CUSIP No. 60935Y208
This Amendment No. 8 (this “Amendment No. 8”) supplements and amends certain information in the Schedule 13D filed on April 4, 2008, as amended by Amendment No.
1, filed March 9, 2011, Amendment No. 2 filed May 9, 2011, Amendment No. 3 filed May 23, 2011, Amendment No. 4 filed November 16, 2011, Amendment No. 5 filed November 28, 2011, Amendment No. 6, filed December 27, 2011 and Amendment No. 7, filed April
4, 2014 (the “Original 13D” and, together with this Amendment No. 8, the “Schedule 13D”) on behalf of The Goldman Sachs Group, Inc. (“GS Group”), Goldman Sachs & Co. LLC (“Goldman Sachs”), GSCP VI Advisors, L.L.C. (“GSCP
Advisors”), GSCP VI Offshore Advisors, L.L.C. (“GSCP Offshore Advisors”), GS Advisors VI, L.L.C. (“GS Advisors”), Goldman, Sachs Management GP GmbH (“GS GmbH”), GS Capital Partners VI Fund, L.P. (“GS Capital”), GS
Capital Partners VI Offshore Fund, L.P. (“GS Offshore”), GS Capital Partners VI GmbH & Co. KG (“GS Germany”), GS Capital Partners VI Parallel, L.P. (“GS Parallel”), GS Mezzanine Partners V Onshore Fund, L.L.C. (“GS
Mezzanine Onshore GP”), GS Mezzanine Partners V Institutional Fund, L.L.C. (“GS Mezzanine Institutional GP”), GS Mezzanine Partners V Offshore Fund, L.L.C. (“GS Mezzanine Offshore GP”), GS Mezzanine Partners V Onshore Fund, L.P.

■ ■ ■ ■

• REQUIRED TASK 1
Return the listing lines unchanged, starting at the line that contains "If you could tag every instance of the beard" and stopping after the line that contains "point(208, 169)".
The filing excerpt above has no connection to the listing that comes after it.

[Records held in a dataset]

■ ■ ■ ■

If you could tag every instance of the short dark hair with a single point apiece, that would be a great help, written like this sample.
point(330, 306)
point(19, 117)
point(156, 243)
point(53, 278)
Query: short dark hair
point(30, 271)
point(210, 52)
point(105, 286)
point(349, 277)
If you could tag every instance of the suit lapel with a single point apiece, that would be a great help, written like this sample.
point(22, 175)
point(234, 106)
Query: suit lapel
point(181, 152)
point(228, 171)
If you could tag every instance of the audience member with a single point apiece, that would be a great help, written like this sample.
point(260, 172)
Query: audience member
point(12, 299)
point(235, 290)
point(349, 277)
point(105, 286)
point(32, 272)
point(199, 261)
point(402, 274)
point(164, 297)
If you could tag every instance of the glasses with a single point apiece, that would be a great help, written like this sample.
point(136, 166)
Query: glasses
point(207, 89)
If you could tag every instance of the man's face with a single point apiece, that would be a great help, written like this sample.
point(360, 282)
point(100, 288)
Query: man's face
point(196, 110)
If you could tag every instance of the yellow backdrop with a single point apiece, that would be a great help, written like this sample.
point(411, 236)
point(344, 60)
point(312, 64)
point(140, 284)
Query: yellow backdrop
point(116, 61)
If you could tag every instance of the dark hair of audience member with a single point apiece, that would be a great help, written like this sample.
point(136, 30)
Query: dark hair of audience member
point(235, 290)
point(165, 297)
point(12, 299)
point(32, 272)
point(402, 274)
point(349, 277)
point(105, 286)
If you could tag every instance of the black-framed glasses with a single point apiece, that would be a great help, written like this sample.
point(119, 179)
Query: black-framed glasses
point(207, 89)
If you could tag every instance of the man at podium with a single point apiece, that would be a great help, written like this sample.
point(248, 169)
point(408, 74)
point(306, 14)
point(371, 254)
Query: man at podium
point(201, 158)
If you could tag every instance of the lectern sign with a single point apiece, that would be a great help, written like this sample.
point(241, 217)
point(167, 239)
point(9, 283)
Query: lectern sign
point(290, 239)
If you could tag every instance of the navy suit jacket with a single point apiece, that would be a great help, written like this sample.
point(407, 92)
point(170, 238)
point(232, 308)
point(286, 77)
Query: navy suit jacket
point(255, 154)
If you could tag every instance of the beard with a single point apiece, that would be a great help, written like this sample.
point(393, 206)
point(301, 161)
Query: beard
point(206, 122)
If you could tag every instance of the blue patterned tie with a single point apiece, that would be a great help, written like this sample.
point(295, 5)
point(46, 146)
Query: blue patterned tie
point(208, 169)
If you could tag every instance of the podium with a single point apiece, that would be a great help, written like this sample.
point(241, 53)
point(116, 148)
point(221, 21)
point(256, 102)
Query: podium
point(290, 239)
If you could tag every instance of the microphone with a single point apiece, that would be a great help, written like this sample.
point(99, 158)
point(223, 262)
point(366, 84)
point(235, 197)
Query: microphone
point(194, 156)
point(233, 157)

■ ■ ■ ■

• REQUIRED TASK 2
Using the filing excerpt, list each earlier amendment by number with the date it was filed.

• TASK ANSWER 1
If you could tag every instance of the beard with a single point apiece, that would be a great help, written like this sample.
point(393, 206)
point(301, 161)
Query: beard
point(206, 122)
If you could tag every instance of the blue patterned tie with a single point apiece, that would be a great help, written like this sample.
point(295, 5)
point(46, 146)
Query: blue patterned tie
point(208, 169)

• TASK ANSWER 2
Amendment No. 1: March 9, 2011
Amendment No. 2: May 9, 2011
Amendment No. 3: May 23, 2011
Amendment No. 4: November 16, 2011
Amendment No. 5: November 28, 2011
Amendment No. 6: December 27, 2011
Amendment No. 7: April 4, 2014